Directions »
For each line below that contains the string "flower", copy that line.

(Data section Opens)

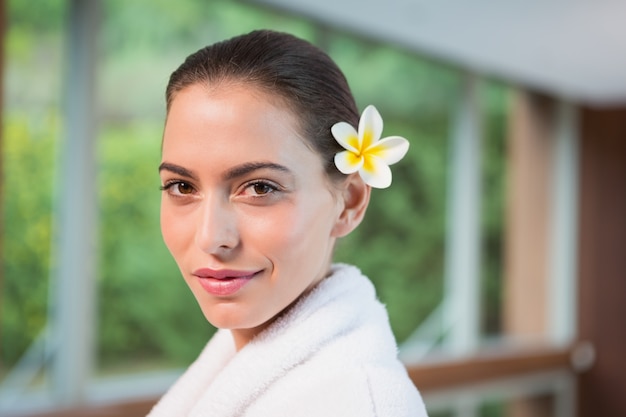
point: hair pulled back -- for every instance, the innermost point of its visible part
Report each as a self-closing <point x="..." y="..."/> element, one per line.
<point x="304" y="76"/>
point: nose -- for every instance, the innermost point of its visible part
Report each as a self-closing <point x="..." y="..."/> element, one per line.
<point x="216" y="230"/>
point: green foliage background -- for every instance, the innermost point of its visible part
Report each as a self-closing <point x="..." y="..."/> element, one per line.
<point x="146" y="315"/>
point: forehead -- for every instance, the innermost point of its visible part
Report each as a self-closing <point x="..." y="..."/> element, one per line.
<point x="235" y="123"/>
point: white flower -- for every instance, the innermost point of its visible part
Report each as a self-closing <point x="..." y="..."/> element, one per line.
<point x="366" y="152"/>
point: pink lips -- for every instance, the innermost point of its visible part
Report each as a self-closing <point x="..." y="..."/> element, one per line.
<point x="223" y="282"/>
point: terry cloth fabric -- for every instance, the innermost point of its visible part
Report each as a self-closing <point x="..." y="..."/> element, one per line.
<point x="331" y="354"/>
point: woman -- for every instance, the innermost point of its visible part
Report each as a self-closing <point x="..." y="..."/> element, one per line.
<point x="257" y="188"/>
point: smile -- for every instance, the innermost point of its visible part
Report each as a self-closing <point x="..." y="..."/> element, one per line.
<point x="223" y="282"/>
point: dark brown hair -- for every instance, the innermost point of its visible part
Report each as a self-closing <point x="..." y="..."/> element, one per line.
<point x="305" y="77"/>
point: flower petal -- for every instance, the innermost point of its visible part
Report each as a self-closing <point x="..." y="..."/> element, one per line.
<point x="347" y="162"/>
<point x="346" y="136"/>
<point x="390" y="150"/>
<point x="375" y="173"/>
<point x="370" y="127"/>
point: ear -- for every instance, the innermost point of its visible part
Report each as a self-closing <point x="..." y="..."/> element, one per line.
<point x="355" y="195"/>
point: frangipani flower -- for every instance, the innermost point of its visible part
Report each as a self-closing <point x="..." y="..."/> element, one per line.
<point x="366" y="152"/>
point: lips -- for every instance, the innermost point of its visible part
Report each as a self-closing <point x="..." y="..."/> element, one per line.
<point x="223" y="282"/>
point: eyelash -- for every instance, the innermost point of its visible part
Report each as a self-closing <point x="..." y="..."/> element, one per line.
<point x="255" y="183"/>
<point x="168" y="186"/>
<point x="262" y="183"/>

(Data section Closes)

Exercise result »
point: white flower -- for every instance, the innermost point of its visible part
point: flower petal -- for every instance, the innermost point of its visible part
point: frangipani flower -- for every instance, the innermost point of its visible part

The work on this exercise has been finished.